#### Job
From the rows below, return verbatim the lines starting with the one that contains "In the photo above, where can the red brick" and continuing through the one that contains "point(582, 137)", with both of those lines included.
──────
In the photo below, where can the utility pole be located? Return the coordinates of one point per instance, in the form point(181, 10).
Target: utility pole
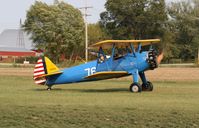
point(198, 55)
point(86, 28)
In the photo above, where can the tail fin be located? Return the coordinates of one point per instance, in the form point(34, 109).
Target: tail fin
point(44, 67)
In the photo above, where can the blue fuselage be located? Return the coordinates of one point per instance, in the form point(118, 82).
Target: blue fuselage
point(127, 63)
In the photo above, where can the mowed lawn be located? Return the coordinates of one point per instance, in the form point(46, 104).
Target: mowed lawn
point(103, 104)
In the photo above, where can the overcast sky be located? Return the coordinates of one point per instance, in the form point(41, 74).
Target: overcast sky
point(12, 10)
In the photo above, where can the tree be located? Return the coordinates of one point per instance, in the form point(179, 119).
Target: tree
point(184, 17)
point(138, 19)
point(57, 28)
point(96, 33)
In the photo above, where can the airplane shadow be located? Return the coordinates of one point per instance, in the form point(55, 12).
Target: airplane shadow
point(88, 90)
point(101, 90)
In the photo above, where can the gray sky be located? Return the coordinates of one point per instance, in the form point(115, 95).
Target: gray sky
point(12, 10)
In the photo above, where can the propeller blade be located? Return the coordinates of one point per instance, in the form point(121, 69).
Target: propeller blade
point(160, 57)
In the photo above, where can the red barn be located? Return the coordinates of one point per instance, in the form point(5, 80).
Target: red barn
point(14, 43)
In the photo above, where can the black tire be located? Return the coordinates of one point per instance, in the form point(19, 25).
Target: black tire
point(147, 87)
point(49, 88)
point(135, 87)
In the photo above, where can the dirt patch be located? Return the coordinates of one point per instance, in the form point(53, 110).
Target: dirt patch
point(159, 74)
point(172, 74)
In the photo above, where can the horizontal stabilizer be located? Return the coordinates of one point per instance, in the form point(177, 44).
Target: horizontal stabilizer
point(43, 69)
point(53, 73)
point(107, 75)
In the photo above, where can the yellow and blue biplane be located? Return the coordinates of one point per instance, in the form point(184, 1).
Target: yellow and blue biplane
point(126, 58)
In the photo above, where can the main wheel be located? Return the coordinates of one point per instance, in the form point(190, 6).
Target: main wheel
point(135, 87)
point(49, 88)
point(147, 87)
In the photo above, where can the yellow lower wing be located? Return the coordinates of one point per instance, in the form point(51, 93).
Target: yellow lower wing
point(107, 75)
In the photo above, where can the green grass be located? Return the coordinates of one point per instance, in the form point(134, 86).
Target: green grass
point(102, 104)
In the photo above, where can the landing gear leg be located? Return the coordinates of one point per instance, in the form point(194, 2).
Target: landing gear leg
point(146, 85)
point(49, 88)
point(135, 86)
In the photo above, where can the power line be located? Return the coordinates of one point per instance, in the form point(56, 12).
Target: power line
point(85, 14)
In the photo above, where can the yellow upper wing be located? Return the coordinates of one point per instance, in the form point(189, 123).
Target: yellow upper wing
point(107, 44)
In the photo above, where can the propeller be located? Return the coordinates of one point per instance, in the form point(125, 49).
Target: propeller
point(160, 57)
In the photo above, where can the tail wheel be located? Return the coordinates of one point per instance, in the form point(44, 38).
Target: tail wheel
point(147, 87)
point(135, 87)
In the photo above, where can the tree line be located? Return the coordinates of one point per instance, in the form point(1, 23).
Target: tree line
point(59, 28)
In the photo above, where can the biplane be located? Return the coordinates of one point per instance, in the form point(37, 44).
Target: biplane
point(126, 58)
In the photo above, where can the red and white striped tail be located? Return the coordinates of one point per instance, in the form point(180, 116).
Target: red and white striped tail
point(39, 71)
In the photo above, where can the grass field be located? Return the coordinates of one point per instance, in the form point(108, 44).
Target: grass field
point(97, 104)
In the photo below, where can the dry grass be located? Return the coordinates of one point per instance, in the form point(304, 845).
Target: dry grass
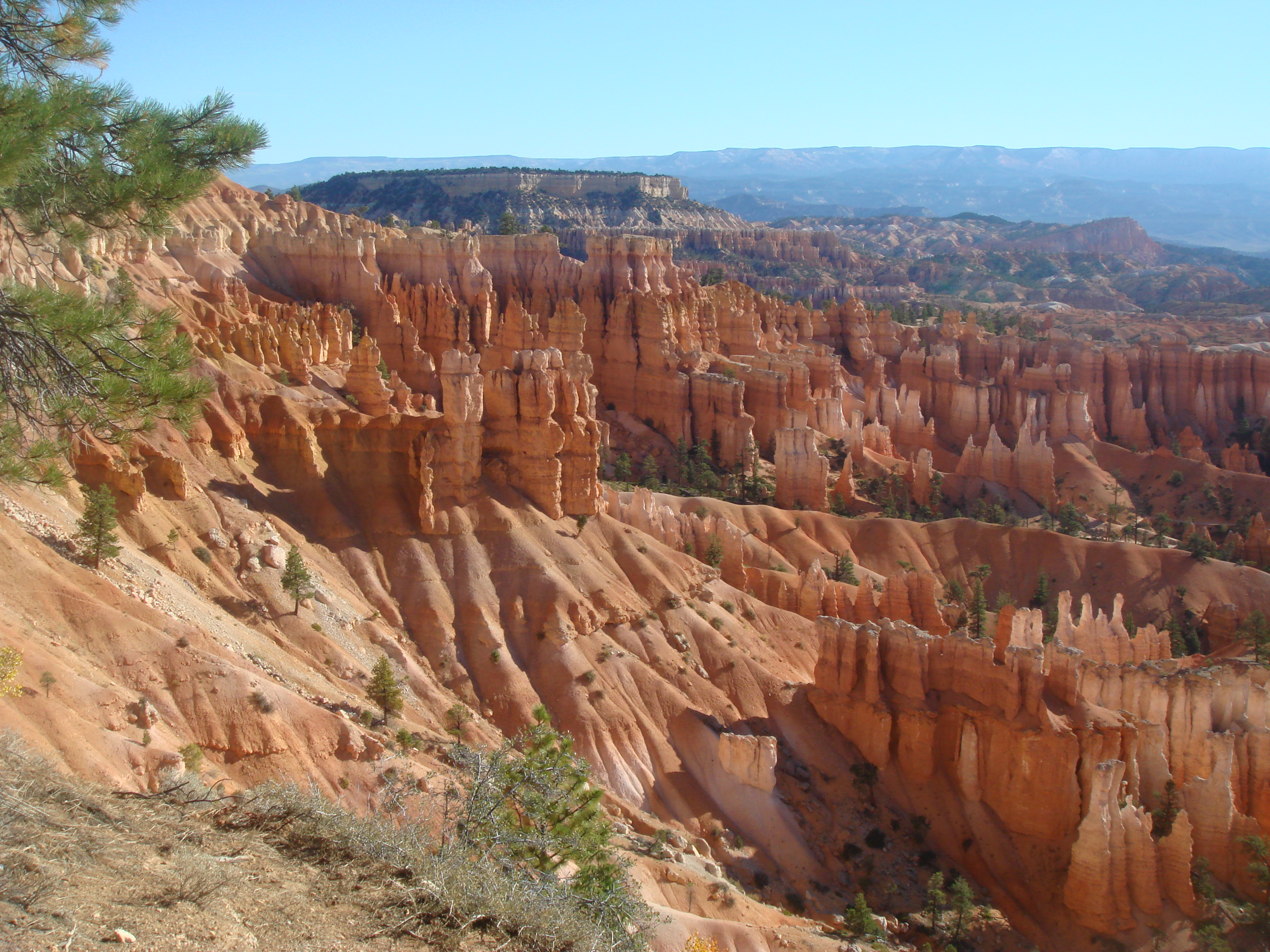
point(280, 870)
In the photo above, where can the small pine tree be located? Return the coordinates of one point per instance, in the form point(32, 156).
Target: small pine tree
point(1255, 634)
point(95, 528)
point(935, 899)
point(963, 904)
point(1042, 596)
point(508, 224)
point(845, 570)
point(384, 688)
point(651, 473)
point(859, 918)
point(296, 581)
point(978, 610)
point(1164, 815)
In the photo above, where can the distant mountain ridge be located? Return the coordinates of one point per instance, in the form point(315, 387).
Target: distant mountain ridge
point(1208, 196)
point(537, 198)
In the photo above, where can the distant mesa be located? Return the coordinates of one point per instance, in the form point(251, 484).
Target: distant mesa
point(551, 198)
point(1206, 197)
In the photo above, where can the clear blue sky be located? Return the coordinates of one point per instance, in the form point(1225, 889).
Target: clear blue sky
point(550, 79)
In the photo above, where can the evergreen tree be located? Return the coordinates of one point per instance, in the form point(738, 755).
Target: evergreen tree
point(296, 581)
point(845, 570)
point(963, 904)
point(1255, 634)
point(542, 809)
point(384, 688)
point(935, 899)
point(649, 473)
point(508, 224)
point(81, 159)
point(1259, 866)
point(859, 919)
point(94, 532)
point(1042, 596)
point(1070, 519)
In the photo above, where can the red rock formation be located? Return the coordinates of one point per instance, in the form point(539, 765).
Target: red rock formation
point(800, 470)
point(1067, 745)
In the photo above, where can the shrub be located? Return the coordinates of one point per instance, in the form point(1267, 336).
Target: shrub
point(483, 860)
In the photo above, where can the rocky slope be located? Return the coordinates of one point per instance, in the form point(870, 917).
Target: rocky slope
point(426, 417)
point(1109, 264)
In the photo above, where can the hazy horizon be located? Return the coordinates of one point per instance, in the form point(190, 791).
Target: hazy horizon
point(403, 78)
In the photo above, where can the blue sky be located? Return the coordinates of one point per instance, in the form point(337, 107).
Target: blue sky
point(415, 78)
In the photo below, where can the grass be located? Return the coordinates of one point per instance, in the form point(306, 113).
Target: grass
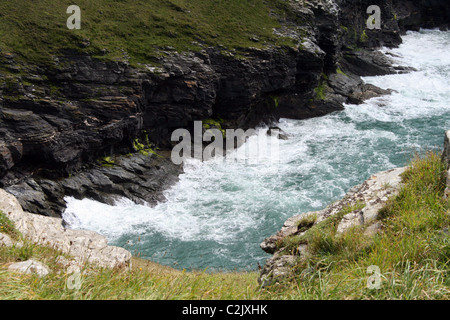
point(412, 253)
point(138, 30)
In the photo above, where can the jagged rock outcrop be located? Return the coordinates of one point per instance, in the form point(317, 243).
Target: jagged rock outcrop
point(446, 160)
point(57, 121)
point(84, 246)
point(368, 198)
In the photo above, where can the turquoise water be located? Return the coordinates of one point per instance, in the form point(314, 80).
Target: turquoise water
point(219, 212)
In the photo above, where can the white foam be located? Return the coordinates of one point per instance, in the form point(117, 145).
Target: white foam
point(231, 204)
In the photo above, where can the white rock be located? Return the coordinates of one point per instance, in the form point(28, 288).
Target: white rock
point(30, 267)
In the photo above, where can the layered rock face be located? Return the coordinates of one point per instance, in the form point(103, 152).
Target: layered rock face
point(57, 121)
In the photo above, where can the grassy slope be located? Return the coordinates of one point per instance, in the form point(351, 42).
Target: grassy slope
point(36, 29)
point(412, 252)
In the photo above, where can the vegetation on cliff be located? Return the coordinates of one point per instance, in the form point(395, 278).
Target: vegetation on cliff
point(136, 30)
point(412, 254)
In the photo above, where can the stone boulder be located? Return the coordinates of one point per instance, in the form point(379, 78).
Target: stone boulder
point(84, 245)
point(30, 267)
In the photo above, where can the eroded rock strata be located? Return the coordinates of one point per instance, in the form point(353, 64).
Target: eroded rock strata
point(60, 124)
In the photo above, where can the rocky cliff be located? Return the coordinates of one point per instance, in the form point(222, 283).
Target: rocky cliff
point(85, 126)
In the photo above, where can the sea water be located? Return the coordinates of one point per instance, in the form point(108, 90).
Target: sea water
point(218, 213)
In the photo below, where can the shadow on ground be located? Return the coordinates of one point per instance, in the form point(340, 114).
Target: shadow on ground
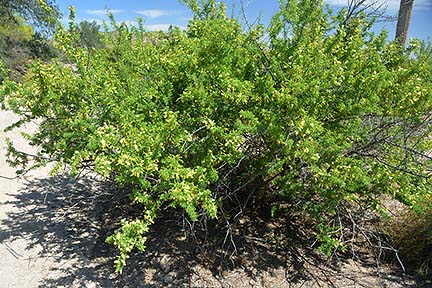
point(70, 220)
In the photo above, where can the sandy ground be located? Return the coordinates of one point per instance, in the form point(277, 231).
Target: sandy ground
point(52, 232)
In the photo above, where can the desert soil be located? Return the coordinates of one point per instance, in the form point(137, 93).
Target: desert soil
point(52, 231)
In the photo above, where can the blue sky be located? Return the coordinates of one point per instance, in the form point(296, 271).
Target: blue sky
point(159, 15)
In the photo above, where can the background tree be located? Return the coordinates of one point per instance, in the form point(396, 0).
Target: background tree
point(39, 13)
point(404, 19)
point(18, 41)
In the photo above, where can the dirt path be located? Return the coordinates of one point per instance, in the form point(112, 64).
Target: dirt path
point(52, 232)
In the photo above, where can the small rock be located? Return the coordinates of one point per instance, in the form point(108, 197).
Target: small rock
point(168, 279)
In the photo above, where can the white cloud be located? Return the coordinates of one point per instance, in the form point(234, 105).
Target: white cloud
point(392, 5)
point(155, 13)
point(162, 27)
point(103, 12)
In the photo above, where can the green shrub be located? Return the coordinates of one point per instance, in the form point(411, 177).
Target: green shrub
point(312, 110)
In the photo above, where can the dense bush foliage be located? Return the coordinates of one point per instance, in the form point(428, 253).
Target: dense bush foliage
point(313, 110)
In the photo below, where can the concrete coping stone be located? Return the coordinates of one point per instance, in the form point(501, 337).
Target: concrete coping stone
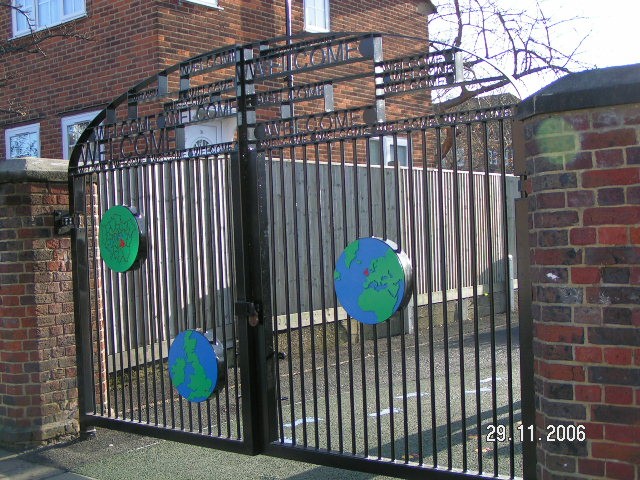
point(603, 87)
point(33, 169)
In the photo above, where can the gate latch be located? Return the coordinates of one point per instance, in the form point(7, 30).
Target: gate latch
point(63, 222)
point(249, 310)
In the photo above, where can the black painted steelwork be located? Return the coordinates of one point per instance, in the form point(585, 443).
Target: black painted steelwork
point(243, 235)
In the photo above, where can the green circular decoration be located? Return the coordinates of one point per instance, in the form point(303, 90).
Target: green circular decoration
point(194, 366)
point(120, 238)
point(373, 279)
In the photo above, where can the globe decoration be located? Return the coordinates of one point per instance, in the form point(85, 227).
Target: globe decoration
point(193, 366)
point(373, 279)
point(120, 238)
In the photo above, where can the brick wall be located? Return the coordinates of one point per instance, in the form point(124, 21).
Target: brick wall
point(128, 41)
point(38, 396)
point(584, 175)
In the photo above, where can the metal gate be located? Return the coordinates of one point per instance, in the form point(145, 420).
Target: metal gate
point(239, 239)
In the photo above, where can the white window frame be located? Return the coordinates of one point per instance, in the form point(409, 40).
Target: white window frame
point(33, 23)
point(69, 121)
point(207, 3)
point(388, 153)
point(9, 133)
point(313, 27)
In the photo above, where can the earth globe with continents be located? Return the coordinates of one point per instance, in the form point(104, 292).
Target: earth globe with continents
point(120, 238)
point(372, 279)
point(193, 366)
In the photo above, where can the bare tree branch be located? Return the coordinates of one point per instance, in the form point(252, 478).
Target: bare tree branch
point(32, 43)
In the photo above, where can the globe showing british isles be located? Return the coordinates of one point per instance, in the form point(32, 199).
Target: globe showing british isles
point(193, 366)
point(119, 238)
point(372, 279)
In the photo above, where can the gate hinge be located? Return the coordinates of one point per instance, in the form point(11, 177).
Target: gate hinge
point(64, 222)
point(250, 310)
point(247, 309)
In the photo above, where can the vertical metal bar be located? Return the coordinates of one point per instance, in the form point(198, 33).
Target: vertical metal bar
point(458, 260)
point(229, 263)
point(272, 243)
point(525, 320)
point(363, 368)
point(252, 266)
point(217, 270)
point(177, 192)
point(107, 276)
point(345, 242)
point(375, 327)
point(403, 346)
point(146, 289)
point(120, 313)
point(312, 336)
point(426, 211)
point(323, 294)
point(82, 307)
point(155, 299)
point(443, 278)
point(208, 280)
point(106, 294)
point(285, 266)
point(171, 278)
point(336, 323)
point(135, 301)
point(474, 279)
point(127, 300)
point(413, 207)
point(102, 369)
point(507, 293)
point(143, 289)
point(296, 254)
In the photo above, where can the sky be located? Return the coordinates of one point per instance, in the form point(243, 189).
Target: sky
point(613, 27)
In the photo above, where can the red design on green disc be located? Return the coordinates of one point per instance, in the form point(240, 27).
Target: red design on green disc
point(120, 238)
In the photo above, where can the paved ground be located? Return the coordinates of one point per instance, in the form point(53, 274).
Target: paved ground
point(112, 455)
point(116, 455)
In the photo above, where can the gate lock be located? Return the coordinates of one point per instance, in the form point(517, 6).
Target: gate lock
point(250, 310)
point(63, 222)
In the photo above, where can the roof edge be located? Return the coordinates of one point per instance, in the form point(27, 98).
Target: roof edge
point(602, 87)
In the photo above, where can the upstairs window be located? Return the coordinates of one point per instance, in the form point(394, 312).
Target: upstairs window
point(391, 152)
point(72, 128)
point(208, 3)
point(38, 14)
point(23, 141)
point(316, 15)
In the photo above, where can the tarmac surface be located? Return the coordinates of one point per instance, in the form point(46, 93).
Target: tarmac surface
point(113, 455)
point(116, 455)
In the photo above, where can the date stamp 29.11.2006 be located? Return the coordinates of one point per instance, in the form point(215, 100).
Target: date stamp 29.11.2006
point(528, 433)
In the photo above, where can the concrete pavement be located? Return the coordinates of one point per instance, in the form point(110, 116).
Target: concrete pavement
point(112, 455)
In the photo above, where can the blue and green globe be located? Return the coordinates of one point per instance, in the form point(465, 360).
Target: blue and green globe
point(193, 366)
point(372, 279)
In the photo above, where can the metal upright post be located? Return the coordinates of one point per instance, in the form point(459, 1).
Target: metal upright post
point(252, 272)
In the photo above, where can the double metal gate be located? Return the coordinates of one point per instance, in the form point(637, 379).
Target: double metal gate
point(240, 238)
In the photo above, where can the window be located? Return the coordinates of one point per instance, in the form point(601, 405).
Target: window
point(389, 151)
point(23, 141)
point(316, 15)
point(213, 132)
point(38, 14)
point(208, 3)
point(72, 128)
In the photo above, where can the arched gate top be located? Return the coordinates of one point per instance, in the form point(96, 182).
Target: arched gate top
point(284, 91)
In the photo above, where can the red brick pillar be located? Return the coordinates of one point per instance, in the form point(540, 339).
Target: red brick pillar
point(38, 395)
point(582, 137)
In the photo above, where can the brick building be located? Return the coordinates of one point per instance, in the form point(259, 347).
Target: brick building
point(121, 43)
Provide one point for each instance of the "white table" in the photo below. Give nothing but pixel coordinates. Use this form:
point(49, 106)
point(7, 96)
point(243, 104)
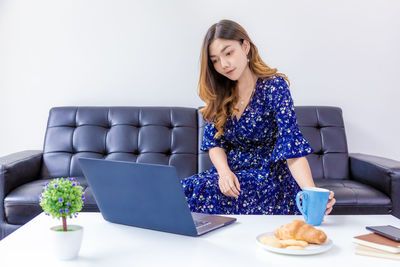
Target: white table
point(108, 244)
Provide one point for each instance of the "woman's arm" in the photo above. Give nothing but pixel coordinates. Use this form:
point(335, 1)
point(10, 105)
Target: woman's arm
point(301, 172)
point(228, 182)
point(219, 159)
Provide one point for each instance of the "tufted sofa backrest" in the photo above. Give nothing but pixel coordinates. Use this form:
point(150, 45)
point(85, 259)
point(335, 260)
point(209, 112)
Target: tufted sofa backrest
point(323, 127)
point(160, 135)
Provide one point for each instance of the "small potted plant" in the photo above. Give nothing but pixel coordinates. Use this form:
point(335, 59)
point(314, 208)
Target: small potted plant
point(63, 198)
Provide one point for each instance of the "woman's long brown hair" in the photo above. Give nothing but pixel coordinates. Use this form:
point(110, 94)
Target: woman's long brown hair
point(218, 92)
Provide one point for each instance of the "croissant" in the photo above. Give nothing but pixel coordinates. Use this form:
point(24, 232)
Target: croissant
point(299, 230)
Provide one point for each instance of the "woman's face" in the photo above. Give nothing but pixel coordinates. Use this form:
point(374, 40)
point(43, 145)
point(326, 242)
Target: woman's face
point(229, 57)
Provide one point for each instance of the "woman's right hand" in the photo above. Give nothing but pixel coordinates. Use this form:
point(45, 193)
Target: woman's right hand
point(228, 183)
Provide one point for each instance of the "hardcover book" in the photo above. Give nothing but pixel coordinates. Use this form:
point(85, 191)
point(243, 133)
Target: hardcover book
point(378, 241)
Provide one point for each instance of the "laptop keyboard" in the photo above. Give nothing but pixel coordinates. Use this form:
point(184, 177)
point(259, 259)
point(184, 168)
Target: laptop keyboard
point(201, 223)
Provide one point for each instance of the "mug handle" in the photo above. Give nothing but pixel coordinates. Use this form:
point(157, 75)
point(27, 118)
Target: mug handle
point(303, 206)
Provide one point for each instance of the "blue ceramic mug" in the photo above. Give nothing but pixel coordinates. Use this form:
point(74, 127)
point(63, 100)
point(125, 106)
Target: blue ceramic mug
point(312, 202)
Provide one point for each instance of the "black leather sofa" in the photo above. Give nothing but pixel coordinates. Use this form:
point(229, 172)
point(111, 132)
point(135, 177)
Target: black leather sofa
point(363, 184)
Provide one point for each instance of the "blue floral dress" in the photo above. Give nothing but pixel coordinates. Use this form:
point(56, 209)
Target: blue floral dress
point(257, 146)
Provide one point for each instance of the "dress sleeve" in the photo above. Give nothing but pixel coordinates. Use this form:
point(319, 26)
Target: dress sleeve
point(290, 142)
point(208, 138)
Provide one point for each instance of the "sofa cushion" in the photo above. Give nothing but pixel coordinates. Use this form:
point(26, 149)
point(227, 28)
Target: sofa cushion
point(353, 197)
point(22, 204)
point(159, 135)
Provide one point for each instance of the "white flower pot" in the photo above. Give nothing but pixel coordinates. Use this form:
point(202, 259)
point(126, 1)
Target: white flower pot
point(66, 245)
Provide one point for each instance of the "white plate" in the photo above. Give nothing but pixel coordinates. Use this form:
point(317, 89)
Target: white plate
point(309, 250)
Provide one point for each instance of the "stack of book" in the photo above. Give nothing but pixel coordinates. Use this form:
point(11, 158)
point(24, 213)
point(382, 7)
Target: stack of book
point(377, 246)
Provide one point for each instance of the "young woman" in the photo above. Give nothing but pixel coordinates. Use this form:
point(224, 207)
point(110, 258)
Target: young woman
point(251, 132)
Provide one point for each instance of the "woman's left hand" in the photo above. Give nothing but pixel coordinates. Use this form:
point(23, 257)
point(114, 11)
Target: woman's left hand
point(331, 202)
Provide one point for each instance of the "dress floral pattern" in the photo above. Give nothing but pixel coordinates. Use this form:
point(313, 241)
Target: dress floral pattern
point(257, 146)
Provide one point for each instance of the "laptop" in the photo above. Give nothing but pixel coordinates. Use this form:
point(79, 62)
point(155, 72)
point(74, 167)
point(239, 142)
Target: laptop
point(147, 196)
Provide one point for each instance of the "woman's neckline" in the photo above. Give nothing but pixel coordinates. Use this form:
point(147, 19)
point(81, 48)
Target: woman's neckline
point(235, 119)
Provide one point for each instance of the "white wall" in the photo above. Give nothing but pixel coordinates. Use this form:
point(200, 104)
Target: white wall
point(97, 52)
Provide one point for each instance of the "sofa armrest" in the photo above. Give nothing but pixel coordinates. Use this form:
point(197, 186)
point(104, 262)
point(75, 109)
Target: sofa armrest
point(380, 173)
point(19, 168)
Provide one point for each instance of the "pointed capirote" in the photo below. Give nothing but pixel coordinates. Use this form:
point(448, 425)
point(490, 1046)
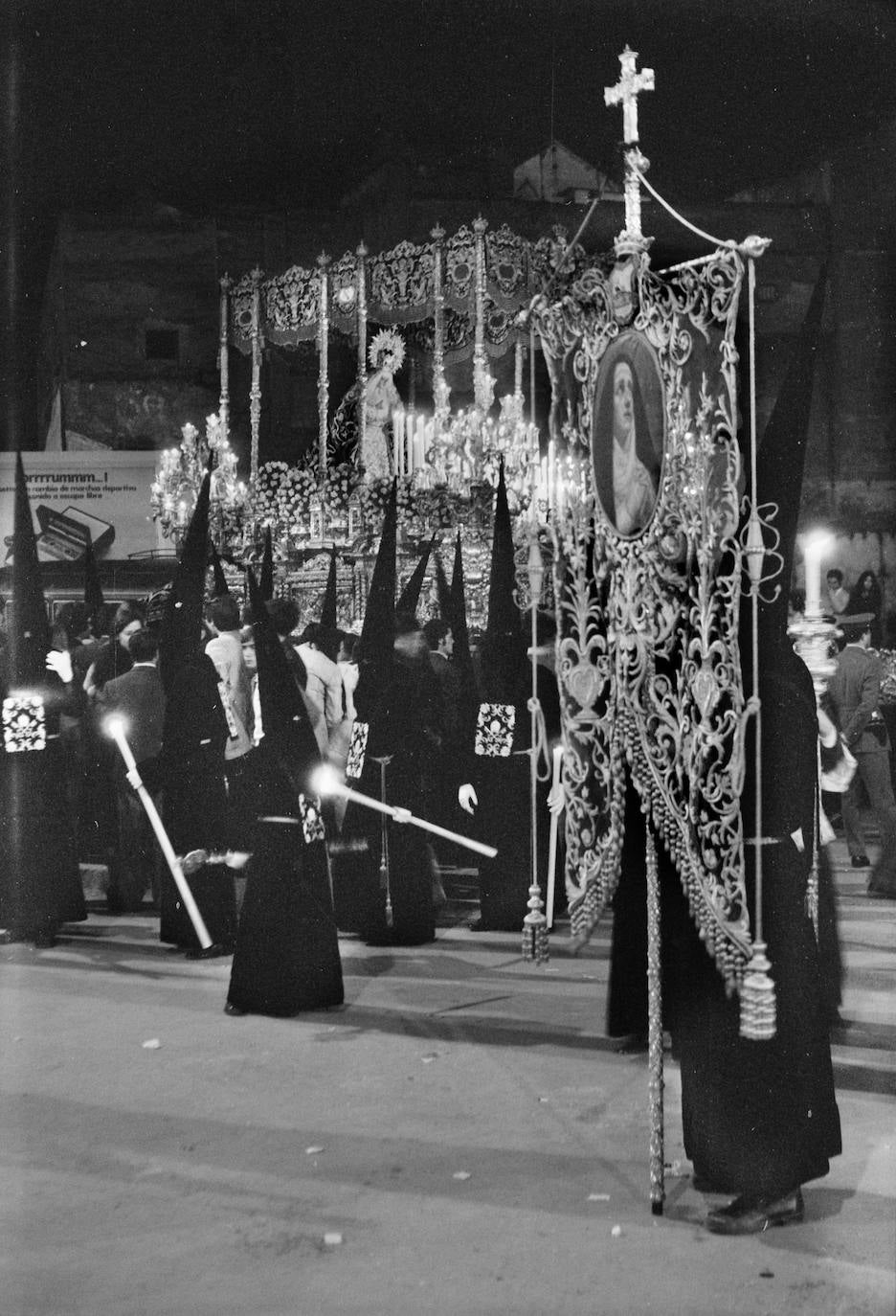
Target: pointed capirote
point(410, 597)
──────
#### Task solution
In the photo above, where can the red brick pillar be located? Return the coordinates of one point per instance, in the form point(540, 339).
Target: red brick pillar
point(38, 395)
point(582, 137)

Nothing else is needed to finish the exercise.